■ **TEXTO PARA LEITURA**:
* * *
Mas é claro que lá fora venta bastante, especialmente em se tratando de meninas adolescentes e lindas com cabelos esvoaçantes. Claramente o castelo vem abaixo! Várias e várias vezes! Então você pergunta: mas que diabos tem isso a ver com verdade ou desafio? Bom, acho que tenho jogado isso comigo mesmo desde que me conheço por gente. Só que sendo muito cabeça dura, eu sistematicamente optei pelo desafio e me meti a fazer aquilo que a verdade teoricamente não permitiria. Assim, o desafio sempre foi a minha maneira maluca de derrotar a verdade.

Porém, a verdade não se cansa mas eu sim, depois de tanto desafio. E como na adolescência, há muitos outros momentos na vida em que precisamos da verdade, até para escolhermos os desafios que vamos querer enfrentar até o fim. Por isso, neste momento eu peço uma trégua à verdade e reconheço o quanto a evitei e combati. Mas agora já não sou menino, e preciso dela pra me guiar. Portanto rogo à verdade que me perdoe por tanto desafio e que ilumine minha estrada. Que por mais que a verdade doa, aceitá-la é ao fim e ao cabo o maior dos desafios.

Saturday, May 17, 2014

onde mora a deficiência? (Medical concept in crisis)

Às vezes me sinto totalmente isolado com essa deficiência. Ela tem características intrigantes. Me afastou do main stream da normalidade saudável em termos de identidade, ainda que em termos práticos não tivesse que ter tomado grandes coisas da minha vida. Isso é um mistério pra mim. Afinal de contas, minha deficiência não passa de estética.

Mesmo assim, quando penso na minha vida e em meus objetivos, não encontro nenhum que não tenha sido negativamente afetado por esta condição. Num dia de revolta contra essa desvantagem indissociável, fiz uma busca no Google (meu empregador, um capítulo a parte) sobre o ódio à deficiência.

O que eu esperava encontrar eram histórias de como as pessoas superaram esta dor crônica e foram em frente com suas vidas de maneira mais ou menos satisfatória. Sem aquela babaquice de deficiente super-herói que me dá vontade de vomitar.

Na verdade os primeiros 20 resultados da busca não tinham absolutamente nada a ver com o que eu procurava. Falavam de crimes de ódio contra deficientes, o que acabou me dando ainda mais raiva da coisa toda. O fato é que eu odeio a minha deficiência e tudo que resulta dela. Acho que ao crescer criei expectativas de vida erradas que foram frustradas seguidamente, principalmente ao virar adulto. Nesse sentido acho que me sinto um pouco como as pessoas que fazem mudança de sexo. Me sinto um sujeito normal dentro de um corpo que não me serve. Mas ao contrário das primeiras, não há muito mais que eu possa fazer para mudar as coisas concretamente.
* * *
■ **TAREFA A REALIZAR**:
No texto para leitura, de que falavam os primeiros 20 resultados da busca no Google?

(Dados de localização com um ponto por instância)
* * *
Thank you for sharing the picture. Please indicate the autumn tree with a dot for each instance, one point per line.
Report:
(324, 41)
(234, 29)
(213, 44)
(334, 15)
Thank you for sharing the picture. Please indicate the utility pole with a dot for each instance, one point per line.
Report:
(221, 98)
* * *
■ **EXERCÍCIO RESOLVIDO**:
De crimes de ódio contra deficientes.